+++ RECORD EXTRACTS +++
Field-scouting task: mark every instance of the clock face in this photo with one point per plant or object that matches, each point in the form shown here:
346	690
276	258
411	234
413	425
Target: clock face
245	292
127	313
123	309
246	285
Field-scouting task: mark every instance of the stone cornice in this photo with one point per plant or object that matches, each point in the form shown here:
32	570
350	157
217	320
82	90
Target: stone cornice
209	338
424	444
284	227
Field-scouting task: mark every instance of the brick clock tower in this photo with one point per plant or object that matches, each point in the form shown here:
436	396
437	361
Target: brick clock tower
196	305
+++
+++ RECORD EXTRACTS +++
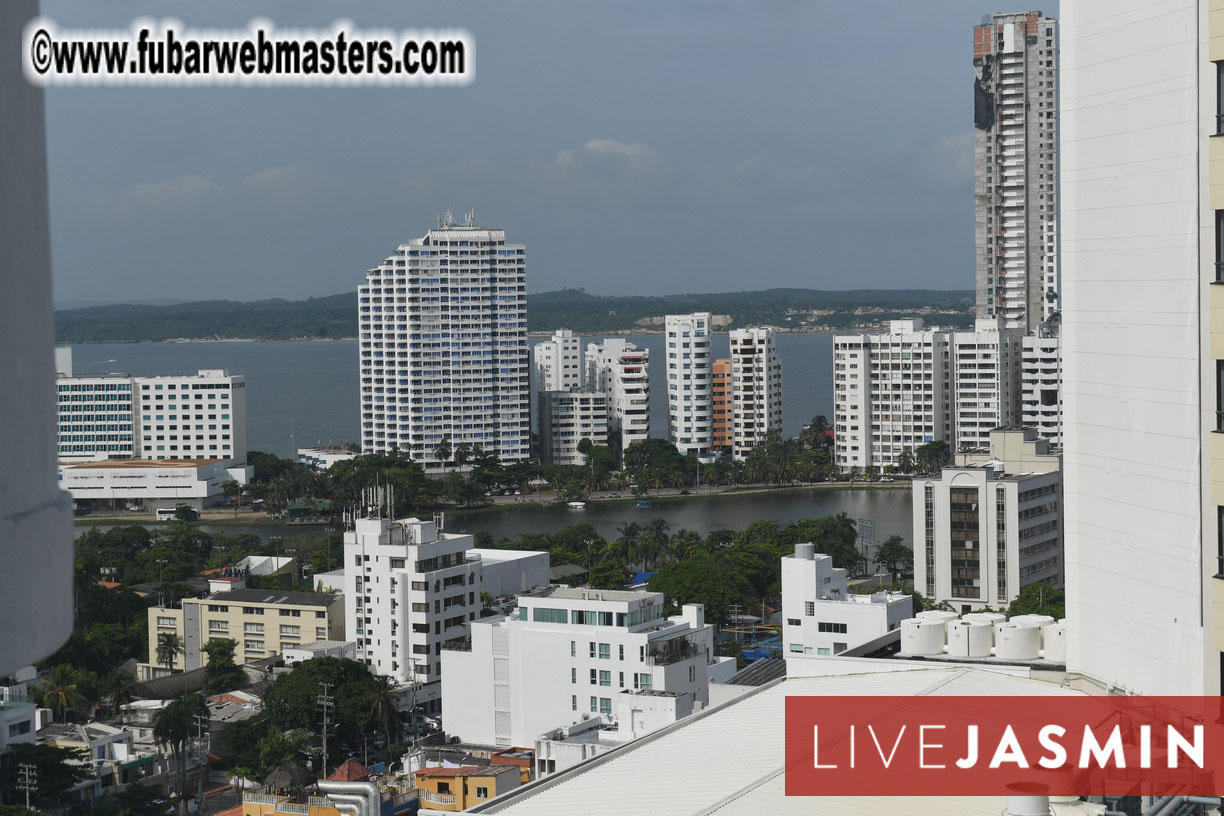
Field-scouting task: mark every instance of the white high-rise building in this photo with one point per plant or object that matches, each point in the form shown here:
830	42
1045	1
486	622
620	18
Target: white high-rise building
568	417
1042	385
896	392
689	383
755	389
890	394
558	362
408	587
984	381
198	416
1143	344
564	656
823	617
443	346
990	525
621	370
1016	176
+++
Copy out each line of the entries where the word "plant" is found.

» **WRITTEN ANSWER**:
Field-scouting task: mark every instance of the clock face in this photo with one point per plant or object that matches, each point in the form shown here:
Field-scouting task: mark every instance of the stone cornice in this photo with one point per plant or object that matches, each point in the form shown here:
Field-scouting task: mark every instance of the brick clock tower in this photo with one point per plant or object that matches, each point in the form shown here:
Field-scouting task: mark every instance of the white high-rise building in this photo with one point per plant or object that matches, each point in the form shown here:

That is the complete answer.